● **Dataset entries**:
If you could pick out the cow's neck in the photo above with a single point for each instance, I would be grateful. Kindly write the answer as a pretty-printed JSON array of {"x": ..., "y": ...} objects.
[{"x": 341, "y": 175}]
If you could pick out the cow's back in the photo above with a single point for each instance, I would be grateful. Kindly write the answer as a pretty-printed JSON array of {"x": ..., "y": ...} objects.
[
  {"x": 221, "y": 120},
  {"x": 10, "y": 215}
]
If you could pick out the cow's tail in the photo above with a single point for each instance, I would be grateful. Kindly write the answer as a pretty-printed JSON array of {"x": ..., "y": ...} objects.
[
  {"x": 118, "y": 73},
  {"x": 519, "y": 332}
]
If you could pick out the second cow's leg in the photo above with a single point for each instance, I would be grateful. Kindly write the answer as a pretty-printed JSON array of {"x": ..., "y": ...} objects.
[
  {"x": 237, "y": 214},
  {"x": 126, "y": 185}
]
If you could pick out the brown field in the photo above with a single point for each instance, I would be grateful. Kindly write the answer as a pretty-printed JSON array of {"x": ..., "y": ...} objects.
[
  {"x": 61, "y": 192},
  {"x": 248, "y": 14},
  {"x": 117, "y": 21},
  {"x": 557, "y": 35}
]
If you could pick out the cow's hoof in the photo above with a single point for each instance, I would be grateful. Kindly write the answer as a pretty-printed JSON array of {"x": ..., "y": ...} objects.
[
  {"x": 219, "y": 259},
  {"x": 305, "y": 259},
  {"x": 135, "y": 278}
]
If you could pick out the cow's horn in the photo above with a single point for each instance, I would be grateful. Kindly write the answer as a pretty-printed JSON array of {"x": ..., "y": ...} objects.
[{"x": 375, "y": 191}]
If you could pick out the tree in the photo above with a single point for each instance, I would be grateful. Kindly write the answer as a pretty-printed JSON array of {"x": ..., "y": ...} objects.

● **Aim of the exercise**: Line by line, reproduce the data exactly as given.

● **Result**:
If you could pick out the cow's neck in the photo above with a single point for each instance, I would be grateful. Kindly write the answer as a pretty-printed JSON array of {"x": ..., "y": ...} objects.
[{"x": 341, "y": 175}]
If you could pick out the cow's back in the photo above with a single point for each instance, I would be grateful. Kindly write the answer as a pretty-printed JSON array of {"x": ..., "y": ...} objects.
[
  {"x": 221, "y": 120},
  {"x": 10, "y": 215}
]
If you could pick out the cow's tail in the photo above with a single point for each instance, I would be grateful. Kindly write the answer as a pretty-printed JSON array of {"x": ..., "y": ...} objects.
[
  {"x": 118, "y": 73},
  {"x": 519, "y": 332}
]
If you could pick out the second cow's leg in the photo above with a single point for each instance, I would be grateful. Kindly write the answer as a pretty-printed JSON array of {"x": ..., "y": ...} objects.
[
  {"x": 237, "y": 214},
  {"x": 126, "y": 185}
]
If you could pick out the brown field in the photo above with a single point for each instance, I would be grateful. Kindly write the answer as a pretty-printed JSON array of {"x": ..., "y": ...} objects.
[
  {"x": 61, "y": 192},
  {"x": 248, "y": 14},
  {"x": 117, "y": 21},
  {"x": 557, "y": 35}
]
If you could pick out the cow's hoof in the photo above with a single point for each instance, I would be grateful. Kindly write the answer as a pretty-printed JSON array of {"x": ..., "y": ...} objects.
[
  {"x": 219, "y": 259},
  {"x": 305, "y": 259},
  {"x": 135, "y": 278}
]
If you could pick out the cow's horn in the photo above with a single point for each instance, I would be grateful. Kindly write the answer as a pretty-printed JSON array of {"x": ..., "y": ...} objects.
[{"x": 375, "y": 191}]
If you could pick out the tree in the photo above with a single point for each instance, I would be grateful. Kindly write the answer as a pretty-printed JSON array of {"x": ..., "y": ...} objects.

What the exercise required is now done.